> [Your task]
Pick out each line of the data below that contains the string "grate" and copy those lines. Case counts.

>> Begin Input for this task

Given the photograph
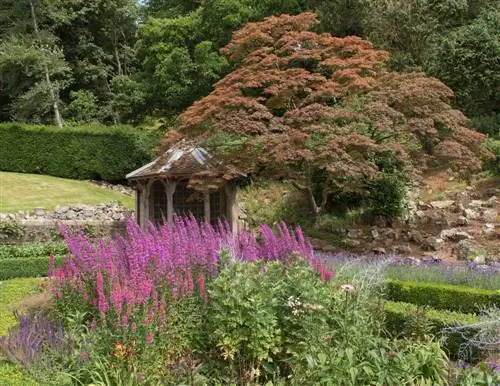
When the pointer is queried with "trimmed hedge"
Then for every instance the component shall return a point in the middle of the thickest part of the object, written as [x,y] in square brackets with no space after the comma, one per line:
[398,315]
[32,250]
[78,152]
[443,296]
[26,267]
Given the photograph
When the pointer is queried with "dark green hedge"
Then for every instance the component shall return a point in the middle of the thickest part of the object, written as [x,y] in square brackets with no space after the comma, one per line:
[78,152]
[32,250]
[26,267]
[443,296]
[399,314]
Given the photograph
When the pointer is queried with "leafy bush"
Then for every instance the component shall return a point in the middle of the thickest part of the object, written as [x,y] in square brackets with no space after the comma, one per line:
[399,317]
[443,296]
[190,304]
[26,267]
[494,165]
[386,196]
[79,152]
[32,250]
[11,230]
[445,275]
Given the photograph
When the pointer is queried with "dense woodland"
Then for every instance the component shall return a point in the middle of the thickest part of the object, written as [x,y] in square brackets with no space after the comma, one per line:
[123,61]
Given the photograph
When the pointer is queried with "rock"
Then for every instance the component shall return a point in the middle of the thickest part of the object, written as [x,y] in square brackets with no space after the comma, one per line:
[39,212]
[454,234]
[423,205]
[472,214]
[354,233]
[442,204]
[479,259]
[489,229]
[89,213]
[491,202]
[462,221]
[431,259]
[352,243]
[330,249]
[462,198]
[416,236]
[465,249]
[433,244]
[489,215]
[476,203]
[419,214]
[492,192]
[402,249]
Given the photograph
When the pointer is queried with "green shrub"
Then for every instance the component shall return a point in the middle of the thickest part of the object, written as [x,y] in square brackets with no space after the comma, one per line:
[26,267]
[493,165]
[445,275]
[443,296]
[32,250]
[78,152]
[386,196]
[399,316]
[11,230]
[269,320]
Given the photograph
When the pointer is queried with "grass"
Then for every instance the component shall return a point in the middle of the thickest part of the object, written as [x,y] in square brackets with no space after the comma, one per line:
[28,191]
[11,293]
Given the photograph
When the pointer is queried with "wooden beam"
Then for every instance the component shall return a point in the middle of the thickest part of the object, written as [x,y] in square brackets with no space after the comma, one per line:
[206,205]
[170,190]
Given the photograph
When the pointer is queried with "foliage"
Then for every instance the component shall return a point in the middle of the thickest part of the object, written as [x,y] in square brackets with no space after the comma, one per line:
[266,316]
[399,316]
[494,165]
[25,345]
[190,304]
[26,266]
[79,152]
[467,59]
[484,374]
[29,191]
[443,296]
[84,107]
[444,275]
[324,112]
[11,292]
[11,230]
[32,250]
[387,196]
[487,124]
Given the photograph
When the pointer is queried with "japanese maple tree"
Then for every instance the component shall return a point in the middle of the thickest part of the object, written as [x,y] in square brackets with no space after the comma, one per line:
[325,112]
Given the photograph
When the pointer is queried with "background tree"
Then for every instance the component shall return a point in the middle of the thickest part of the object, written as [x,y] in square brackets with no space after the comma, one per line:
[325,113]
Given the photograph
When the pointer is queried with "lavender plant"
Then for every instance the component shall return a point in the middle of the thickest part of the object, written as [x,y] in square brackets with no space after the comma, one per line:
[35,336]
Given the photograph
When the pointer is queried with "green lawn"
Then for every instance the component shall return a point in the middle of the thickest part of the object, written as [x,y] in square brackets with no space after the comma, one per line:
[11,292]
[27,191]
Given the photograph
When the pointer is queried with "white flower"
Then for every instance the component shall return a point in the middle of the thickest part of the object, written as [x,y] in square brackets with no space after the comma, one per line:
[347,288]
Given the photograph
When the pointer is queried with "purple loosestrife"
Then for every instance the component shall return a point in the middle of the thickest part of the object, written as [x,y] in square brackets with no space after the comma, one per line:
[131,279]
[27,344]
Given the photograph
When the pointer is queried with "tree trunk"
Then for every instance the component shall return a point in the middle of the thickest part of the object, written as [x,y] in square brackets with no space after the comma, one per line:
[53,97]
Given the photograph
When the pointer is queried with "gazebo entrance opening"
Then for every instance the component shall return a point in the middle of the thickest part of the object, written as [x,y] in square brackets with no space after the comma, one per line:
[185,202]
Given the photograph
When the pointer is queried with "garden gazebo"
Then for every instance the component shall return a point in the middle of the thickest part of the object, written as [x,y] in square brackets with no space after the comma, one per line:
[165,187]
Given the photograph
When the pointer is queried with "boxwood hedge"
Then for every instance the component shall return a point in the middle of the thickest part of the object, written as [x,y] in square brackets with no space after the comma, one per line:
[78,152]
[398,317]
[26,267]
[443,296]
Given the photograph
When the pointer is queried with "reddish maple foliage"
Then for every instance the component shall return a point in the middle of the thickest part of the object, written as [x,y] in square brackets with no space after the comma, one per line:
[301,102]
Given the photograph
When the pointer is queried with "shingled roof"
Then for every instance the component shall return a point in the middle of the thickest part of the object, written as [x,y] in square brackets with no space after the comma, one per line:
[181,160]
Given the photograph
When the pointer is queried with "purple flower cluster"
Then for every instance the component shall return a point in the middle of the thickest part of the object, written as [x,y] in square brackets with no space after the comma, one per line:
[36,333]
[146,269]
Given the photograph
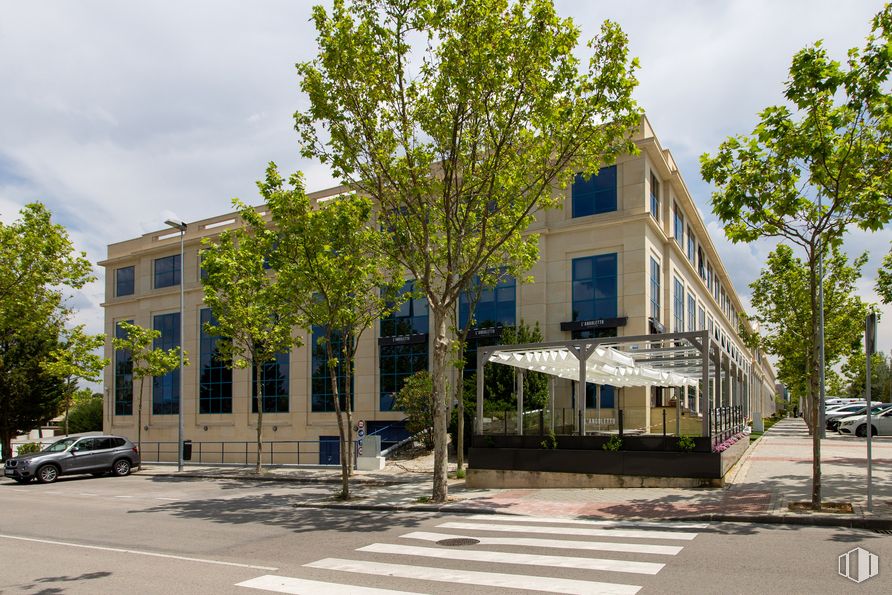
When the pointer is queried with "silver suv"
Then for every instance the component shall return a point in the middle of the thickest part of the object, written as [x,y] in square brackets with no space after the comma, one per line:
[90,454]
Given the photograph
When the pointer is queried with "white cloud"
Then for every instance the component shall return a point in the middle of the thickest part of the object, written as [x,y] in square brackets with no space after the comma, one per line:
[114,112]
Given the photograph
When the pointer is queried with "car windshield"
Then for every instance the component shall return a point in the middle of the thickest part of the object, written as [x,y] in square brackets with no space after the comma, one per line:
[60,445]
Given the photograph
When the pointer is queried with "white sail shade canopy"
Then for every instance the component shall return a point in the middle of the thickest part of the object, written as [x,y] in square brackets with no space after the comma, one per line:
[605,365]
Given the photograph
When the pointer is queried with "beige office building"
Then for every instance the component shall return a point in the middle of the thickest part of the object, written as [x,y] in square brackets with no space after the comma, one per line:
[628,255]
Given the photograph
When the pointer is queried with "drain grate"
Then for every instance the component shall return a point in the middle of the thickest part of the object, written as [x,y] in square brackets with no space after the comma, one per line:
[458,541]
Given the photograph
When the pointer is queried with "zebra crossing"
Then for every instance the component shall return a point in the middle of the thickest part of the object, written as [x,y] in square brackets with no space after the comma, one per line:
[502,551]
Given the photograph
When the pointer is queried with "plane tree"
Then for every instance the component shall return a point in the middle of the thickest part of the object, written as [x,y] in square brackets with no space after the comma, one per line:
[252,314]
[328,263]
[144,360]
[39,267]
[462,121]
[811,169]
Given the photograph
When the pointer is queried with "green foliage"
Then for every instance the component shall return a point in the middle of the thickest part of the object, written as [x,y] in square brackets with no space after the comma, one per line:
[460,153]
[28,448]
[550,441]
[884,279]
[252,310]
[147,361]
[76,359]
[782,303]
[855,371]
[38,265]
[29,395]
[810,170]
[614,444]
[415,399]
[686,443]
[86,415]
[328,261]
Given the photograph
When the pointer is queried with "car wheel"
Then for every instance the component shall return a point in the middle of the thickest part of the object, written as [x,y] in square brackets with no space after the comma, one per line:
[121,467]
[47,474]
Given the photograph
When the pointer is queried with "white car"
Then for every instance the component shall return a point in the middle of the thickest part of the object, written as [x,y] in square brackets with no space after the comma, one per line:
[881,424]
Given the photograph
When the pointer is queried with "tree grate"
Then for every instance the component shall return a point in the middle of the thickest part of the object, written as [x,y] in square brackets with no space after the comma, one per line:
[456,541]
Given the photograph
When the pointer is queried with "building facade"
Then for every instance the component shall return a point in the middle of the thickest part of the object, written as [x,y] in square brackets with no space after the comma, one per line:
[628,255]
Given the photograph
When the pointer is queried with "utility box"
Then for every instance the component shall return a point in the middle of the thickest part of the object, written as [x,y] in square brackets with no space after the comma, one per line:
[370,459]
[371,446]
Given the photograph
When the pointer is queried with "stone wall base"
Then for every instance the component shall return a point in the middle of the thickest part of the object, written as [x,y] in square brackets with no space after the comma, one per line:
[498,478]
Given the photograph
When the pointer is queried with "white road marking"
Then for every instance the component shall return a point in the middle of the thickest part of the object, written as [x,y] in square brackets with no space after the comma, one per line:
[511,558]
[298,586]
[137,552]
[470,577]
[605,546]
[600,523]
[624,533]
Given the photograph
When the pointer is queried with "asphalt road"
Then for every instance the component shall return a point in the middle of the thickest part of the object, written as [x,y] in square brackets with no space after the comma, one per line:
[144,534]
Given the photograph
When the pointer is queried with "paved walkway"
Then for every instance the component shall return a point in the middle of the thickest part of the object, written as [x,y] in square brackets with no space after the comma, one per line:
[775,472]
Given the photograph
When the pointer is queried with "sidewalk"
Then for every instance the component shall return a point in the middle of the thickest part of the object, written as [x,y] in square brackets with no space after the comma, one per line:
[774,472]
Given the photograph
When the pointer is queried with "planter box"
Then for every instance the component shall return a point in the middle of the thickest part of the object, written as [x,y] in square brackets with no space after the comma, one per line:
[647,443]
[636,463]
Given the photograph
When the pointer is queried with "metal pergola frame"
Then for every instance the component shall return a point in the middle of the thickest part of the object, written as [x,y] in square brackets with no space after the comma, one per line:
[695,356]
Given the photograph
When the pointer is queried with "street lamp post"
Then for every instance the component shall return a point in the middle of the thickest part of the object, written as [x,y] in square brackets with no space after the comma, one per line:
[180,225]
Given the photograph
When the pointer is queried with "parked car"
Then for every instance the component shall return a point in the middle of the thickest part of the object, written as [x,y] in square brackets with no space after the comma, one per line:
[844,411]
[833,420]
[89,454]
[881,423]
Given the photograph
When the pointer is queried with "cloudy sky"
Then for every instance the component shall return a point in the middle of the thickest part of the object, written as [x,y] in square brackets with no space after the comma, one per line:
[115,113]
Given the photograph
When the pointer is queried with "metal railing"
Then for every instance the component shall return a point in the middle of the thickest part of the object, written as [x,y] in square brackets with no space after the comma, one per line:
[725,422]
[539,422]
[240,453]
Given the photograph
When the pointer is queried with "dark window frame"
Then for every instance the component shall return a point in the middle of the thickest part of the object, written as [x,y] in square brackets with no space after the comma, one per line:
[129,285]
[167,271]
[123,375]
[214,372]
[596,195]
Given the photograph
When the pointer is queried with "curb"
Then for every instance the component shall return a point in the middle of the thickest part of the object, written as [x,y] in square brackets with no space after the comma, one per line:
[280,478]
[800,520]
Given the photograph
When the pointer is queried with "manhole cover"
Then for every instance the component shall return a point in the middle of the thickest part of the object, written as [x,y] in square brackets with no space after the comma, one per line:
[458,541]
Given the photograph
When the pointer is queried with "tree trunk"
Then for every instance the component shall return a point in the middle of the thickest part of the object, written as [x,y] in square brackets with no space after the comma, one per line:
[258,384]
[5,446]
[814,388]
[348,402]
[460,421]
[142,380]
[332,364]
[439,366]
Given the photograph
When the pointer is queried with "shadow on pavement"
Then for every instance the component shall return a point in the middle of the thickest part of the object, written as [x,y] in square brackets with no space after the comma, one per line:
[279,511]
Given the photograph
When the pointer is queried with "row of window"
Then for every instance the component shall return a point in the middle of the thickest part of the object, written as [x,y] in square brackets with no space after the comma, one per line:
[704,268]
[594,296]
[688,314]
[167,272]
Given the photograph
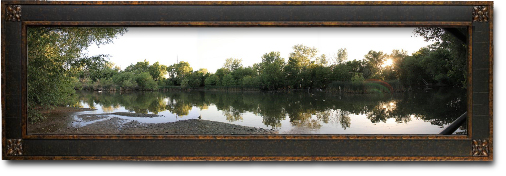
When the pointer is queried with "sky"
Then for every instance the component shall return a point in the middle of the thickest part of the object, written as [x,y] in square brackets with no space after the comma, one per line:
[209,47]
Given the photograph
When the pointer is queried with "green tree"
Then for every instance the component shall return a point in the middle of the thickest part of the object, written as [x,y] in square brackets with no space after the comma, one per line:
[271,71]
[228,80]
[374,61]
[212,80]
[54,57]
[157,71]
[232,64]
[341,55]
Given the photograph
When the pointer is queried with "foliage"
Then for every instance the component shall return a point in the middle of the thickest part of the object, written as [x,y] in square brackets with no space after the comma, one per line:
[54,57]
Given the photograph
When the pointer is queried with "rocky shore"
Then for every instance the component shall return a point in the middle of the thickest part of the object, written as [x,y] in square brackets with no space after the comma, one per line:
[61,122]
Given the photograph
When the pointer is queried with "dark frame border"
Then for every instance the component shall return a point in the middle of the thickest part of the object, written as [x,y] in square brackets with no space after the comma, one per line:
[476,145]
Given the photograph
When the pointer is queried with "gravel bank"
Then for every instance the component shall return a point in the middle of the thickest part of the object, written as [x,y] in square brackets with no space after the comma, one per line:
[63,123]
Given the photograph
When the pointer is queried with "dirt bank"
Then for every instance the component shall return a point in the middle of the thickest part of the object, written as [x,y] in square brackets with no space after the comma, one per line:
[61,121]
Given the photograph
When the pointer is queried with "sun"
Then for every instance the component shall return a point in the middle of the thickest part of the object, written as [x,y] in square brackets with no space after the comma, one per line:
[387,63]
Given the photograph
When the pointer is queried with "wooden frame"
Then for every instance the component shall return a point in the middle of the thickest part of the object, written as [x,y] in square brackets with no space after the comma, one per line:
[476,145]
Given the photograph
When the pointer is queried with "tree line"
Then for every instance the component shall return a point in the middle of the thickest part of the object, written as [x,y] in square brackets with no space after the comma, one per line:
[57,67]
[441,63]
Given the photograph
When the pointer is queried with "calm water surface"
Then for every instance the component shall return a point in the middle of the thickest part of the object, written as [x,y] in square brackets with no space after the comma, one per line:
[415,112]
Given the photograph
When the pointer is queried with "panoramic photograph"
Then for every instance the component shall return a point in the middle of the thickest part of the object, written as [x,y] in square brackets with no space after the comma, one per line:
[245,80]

>> End Input for this task

> [The answer]
When the pointer is queried with "drain grate"
When the pointer is queried with "tree grate"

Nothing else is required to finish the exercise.